**Document excerpt:**
# Studio One Scripts - commands for composing, arranging, editing (Christmas Freebie)



## Lukas (Dec 25, 2021)

I announced it some time ago, but the technical infrastructure had to be built first to officially publish and share these scripts. So here's my first scripting package for Studio One!!

The "Nudge Events" command (shifting by beats/milliseconds/frames/samples) works for events in the arrangement as well as for notes in the editor. You can create macros for different values (for CSS, Oceania etc etc.).

The "Show Tracks with Selected Events" and "Solo Selected Events" commands and macros turned out quite useful for multi-part MIDI editing, previewing sections.

Full list of new commands:

Nudge Events
Forward & Rewind (transport commands)
Toggle Audition Notes
Extend Notes by Grid
Shorten Notes by Grid
Select Tracks with Selected Events / Solo Selected Events (Macro) / Show Tracks with Selected Events (Macro)

Installation should be easy: Drag the .install file into Studio One and restart.

More info about the Extension is available on Studio One Toolbox:








Studio One Scripts | Studio One Toolbox


Studio One Toolbox - Your personal Studio One Online Toolbox with many additional features for Studio One! View song details online, export Presets and Song Notes, create Sound Variations and download Studio One Scripts.




s1toolbox.com





I hope you like it. Please give some feedback if everything works for you. Merry Christmas!


----------



## Ed Wine (Dec 25, 2021)

Lukas said:


> I announced it some time ago, but the technical infrastructure had to be built first to officially publish and share these scripts. So here's my first little scripting package for Studio One!!
> 
> The "Nudge Events" command (shifting by beats/milliseconds/frames/samples) is definitely dedicated to @ALittleNightMusic  It works for events in the arrangement as well as for notes in the editor. You can create macros for different values (for CSS, Oceania etc etc.).
> 
> ...



Thank you.


----------



## RoyBatty (Dec 25, 2021)

Lukas said:


> I announced it some time ago, but the technical infrastructure had to be built first to officially publish and share these scripts. So here's my first little scripting package for Studio One!!
> 
> The "Nudge Events" command (shifting by beats/milliseconds/frames/samples) is definitely dedicated to @ALittleNightMusic  It works for events in the arrangement as well as for notes in the editor. You can create macros for different values (for CSS, Oceania etc etc.).
> 
> ...



This is fantastic! Thanks!


----------



## EgM (Dec 25, 2021)

Thank you for this Lukas! Happy holidays


----------



## easyrider (Dec 25, 2021)

@Lukas This is very elegant. congrats and thanks xx


----------



## Phillip Dixon (Dec 25, 2021)

**Data lines:**

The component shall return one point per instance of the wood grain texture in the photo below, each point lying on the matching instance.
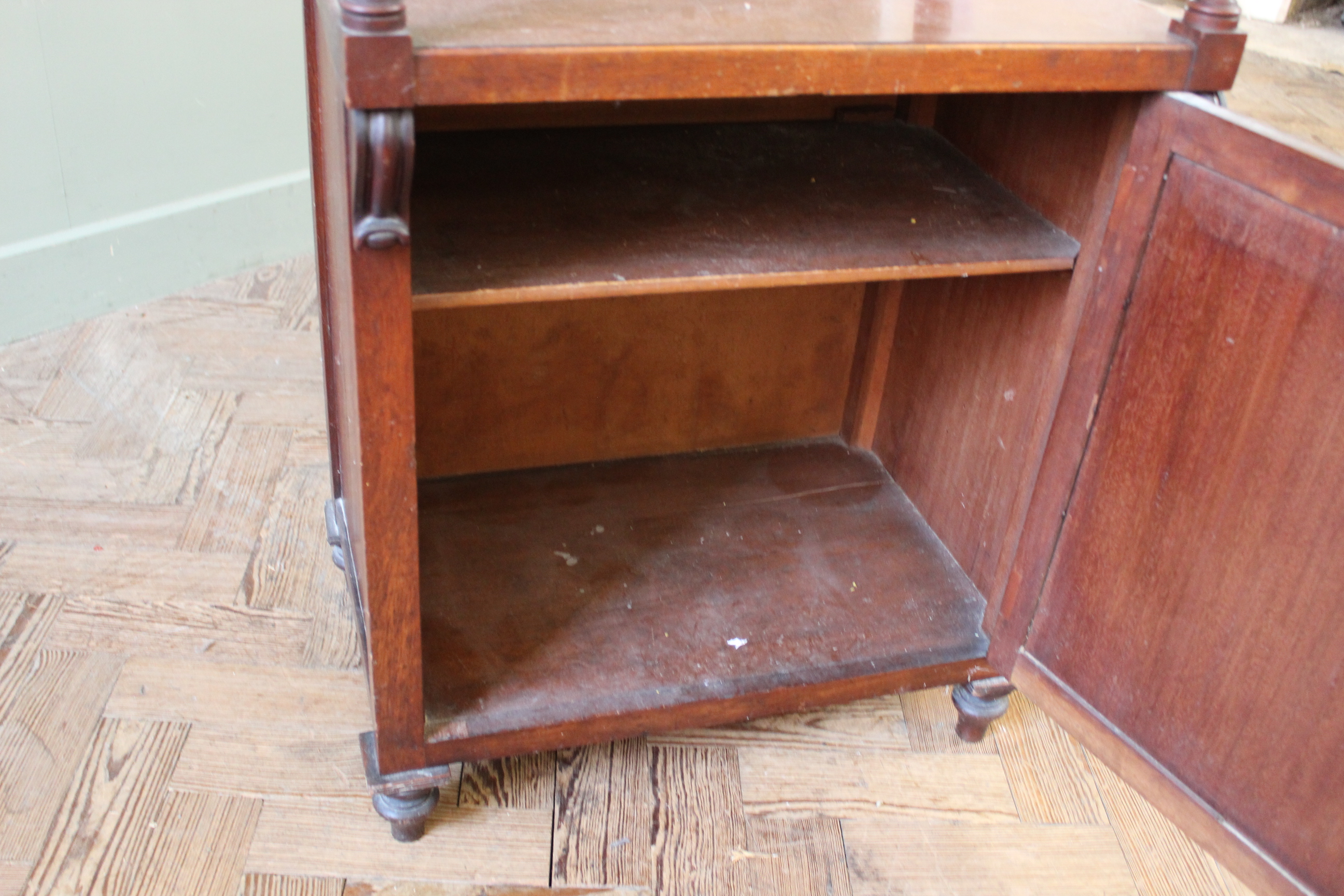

**Problem 1:**
Answer from the Studio One scripts thread:
(a) What units can the "Nudge Events" command shift by?
(b) What must be done to install the scripts?
(c) Which two commands and macros does the first post call quite useful for multi-part MIDI editing?
**Problem 2:**
Echo everything in the Studio One scripts thread from "Studio One Toolbox - Your" down to "Studio One Scripts.".

**Full answer 1:**
(a) Beats, milliseconds, frames, and samples.
(b) Drag the .install file into Studio One and restart.
(c) "Show Tracks with Selected Events" and "Solo Selected Events."

**Full answer 2:**
Studio One Toolbox - Your personal Studio One Online Toolbox with many additional features for Studio One! View song details online, export Presets and Song Notes, create Sound Variations and download Studio One Scripts.